**Goal of the exercise**
Go through the data below and report how many lines contain "sleeve"; the reply holds only that number.
** Opening Working data block **
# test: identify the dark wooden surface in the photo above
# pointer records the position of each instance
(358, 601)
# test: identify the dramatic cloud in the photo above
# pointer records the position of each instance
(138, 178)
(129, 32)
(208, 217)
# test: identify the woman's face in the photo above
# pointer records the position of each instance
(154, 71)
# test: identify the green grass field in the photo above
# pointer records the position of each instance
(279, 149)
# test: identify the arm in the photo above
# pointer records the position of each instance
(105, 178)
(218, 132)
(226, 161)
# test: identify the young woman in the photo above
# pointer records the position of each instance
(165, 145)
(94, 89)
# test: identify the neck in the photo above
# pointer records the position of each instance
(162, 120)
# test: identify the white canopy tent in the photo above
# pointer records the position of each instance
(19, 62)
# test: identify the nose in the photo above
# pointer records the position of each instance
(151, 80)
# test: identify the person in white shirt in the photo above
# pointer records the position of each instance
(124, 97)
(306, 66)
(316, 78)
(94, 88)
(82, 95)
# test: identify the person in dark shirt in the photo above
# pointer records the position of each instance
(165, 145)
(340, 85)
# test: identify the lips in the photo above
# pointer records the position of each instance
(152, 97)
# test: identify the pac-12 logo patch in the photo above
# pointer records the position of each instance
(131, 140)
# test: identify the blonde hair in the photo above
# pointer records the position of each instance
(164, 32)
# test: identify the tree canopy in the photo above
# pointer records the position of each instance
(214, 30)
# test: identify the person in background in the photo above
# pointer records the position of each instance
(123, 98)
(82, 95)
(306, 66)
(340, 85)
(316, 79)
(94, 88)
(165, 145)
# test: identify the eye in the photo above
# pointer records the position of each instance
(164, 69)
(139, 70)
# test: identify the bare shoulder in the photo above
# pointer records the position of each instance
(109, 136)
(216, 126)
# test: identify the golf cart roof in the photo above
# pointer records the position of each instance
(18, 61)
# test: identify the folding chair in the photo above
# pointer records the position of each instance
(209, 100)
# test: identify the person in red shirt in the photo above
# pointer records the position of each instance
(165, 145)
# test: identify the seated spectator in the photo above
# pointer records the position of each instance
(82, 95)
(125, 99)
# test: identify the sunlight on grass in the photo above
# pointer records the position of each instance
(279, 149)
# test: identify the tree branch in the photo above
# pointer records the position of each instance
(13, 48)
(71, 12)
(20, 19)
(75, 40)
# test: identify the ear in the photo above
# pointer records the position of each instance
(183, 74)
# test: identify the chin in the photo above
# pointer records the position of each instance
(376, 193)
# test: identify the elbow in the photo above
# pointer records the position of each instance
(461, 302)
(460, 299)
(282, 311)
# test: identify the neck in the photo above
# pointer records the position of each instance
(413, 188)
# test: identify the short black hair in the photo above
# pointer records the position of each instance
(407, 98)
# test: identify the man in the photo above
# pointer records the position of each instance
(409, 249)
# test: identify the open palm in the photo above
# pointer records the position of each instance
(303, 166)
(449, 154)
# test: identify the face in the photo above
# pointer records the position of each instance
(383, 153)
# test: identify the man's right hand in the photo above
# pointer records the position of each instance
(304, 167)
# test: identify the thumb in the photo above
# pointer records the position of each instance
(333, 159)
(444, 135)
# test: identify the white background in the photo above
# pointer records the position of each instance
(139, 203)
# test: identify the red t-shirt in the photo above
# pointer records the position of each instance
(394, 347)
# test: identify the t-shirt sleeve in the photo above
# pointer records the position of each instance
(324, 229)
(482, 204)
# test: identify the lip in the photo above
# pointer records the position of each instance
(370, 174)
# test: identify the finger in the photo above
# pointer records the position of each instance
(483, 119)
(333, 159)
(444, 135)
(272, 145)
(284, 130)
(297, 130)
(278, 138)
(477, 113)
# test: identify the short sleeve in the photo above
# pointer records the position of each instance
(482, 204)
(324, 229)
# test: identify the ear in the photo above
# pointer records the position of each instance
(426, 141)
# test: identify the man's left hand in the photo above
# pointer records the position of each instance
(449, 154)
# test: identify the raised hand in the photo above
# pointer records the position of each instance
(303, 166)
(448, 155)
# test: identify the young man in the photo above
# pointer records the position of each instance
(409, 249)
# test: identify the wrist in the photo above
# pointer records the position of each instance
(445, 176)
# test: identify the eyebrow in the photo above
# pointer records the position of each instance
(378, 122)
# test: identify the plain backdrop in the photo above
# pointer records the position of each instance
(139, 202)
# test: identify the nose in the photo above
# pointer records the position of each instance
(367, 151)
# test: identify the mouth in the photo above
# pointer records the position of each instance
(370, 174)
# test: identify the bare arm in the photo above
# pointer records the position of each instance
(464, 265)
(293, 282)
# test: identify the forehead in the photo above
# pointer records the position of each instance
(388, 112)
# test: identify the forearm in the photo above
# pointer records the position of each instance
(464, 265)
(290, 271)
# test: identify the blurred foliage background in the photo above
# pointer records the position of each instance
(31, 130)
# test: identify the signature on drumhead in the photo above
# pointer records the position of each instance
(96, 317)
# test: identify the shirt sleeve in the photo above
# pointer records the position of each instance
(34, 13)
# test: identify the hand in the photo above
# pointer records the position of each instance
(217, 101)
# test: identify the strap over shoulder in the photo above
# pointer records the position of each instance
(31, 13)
** Closing Working data block **
** Opening Working data block **
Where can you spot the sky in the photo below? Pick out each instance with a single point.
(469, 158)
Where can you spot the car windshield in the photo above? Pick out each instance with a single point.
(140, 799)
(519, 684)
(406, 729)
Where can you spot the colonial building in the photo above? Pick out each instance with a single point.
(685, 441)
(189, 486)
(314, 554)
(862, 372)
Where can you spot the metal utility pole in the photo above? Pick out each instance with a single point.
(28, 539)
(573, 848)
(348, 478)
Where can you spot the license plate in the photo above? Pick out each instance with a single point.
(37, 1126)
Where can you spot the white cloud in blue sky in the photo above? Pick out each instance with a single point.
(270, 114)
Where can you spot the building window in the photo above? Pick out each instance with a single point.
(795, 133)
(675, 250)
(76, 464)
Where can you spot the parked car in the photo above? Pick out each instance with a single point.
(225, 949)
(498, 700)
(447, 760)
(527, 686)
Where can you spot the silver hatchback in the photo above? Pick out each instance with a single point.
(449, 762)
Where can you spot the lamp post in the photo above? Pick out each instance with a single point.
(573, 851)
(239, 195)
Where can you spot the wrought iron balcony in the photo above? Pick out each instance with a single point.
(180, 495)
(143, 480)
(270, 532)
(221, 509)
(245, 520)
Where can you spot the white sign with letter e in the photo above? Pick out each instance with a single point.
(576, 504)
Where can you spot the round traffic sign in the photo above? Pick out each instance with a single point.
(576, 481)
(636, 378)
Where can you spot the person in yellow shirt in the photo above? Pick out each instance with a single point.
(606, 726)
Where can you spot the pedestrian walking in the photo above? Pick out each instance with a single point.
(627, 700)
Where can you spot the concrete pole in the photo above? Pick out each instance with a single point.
** Closing Working data block **
** Opening Working data block **
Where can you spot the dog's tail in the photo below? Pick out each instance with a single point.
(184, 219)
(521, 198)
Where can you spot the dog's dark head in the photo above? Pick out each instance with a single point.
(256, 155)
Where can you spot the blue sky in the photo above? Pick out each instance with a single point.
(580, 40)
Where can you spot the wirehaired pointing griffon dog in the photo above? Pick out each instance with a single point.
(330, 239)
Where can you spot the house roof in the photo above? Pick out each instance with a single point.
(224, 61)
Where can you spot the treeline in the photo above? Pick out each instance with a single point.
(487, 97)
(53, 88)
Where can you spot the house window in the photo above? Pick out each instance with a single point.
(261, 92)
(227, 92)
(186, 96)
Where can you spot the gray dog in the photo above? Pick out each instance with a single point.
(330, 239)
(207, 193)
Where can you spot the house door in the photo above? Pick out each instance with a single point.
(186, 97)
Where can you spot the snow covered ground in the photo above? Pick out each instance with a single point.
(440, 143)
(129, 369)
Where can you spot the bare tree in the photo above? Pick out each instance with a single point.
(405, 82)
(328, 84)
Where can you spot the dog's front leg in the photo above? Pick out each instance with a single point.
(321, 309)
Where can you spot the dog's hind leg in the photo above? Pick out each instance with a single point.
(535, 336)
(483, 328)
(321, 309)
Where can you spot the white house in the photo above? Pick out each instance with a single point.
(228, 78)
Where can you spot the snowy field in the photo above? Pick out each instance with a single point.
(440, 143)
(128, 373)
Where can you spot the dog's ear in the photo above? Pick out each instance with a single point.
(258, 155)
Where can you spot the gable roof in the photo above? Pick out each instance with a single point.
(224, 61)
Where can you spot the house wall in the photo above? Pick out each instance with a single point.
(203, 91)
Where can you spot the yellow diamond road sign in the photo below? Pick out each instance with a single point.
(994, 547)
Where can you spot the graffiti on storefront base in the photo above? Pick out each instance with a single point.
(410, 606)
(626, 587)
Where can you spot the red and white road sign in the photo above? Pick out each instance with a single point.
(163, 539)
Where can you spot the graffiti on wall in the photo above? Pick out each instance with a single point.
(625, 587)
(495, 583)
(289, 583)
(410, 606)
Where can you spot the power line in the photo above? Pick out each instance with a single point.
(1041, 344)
** Closing Working data block **
**Reply to the task**
3